▶ _Required work_
Reproduce exactly the final portion of the data: every line from the one containing "target: fir tree cookie cutter" through the last line, inclusive.

(Bounding-box records)
________________________________________

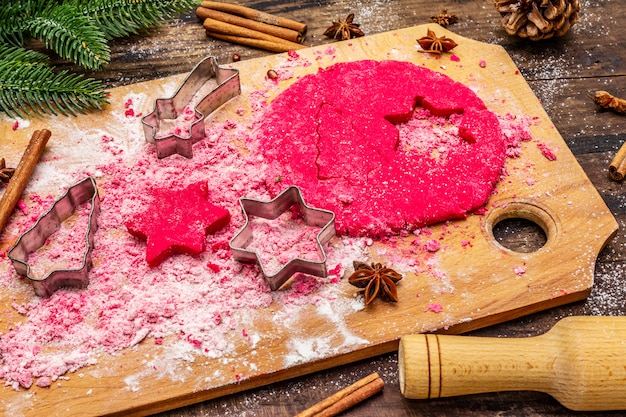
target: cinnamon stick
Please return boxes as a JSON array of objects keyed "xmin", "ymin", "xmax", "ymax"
[
  {"xmin": 609, "ymin": 142, "xmax": 626, "ymax": 181},
  {"xmin": 296, "ymin": 372, "xmax": 385, "ymax": 417},
  {"xmin": 196, "ymin": 7, "xmax": 303, "ymax": 43},
  {"xmin": 206, "ymin": 30, "xmax": 304, "ymax": 52},
  {"xmin": 0, "ymin": 129, "xmax": 52, "ymax": 233},
  {"xmin": 202, "ymin": 1, "xmax": 307, "ymax": 35},
  {"xmin": 202, "ymin": 18, "xmax": 304, "ymax": 52}
]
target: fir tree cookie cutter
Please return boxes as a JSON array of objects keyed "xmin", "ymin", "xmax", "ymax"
[
  {"xmin": 141, "ymin": 56, "xmax": 241, "ymax": 159},
  {"xmin": 229, "ymin": 186, "xmax": 336, "ymax": 290},
  {"xmin": 7, "ymin": 177, "xmax": 100, "ymax": 297}
]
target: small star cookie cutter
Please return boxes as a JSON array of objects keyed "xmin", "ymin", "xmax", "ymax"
[
  {"xmin": 141, "ymin": 56, "xmax": 241, "ymax": 159},
  {"xmin": 7, "ymin": 177, "xmax": 100, "ymax": 297},
  {"xmin": 229, "ymin": 186, "xmax": 336, "ymax": 290}
]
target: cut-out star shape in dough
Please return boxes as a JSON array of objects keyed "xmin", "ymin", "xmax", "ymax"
[{"xmin": 126, "ymin": 182, "xmax": 230, "ymax": 266}]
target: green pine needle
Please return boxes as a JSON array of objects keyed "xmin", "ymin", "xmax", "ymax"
[
  {"xmin": 0, "ymin": 0, "xmax": 200, "ymax": 117},
  {"xmin": 28, "ymin": 4, "xmax": 111, "ymax": 70},
  {"xmin": 0, "ymin": 48, "xmax": 108, "ymax": 118},
  {"xmin": 74, "ymin": 0, "xmax": 199, "ymax": 39}
]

________________________________________

▶ _Exercise output_
target: fir tree cookie cutter
Please return boxes as a JSON array of objects keyed "xmin", "ymin", "xmax", "ymax"
[
  {"xmin": 141, "ymin": 56, "xmax": 241, "ymax": 159},
  {"xmin": 229, "ymin": 186, "xmax": 336, "ymax": 290},
  {"xmin": 7, "ymin": 177, "xmax": 100, "ymax": 297}
]
target: small star cookie cutter
Please return boxes as a JSON array of objects keyed "xmin", "ymin", "xmax", "ymax"
[
  {"xmin": 141, "ymin": 56, "xmax": 241, "ymax": 159},
  {"xmin": 7, "ymin": 177, "xmax": 100, "ymax": 297},
  {"xmin": 229, "ymin": 186, "xmax": 336, "ymax": 290}
]
target: cut-out star shape in dough
Please return boxes as a JSON array of objects keyed "xmin", "ymin", "xmax", "ymax"
[{"xmin": 126, "ymin": 182, "xmax": 230, "ymax": 266}]
target: green pine needle
Please return boxes as a JSON array of objects keyed "xmin", "ymin", "xmax", "ymax"
[
  {"xmin": 0, "ymin": 0, "xmax": 200, "ymax": 117},
  {"xmin": 28, "ymin": 4, "xmax": 111, "ymax": 70},
  {"xmin": 0, "ymin": 48, "xmax": 108, "ymax": 118},
  {"xmin": 74, "ymin": 0, "xmax": 199, "ymax": 39}
]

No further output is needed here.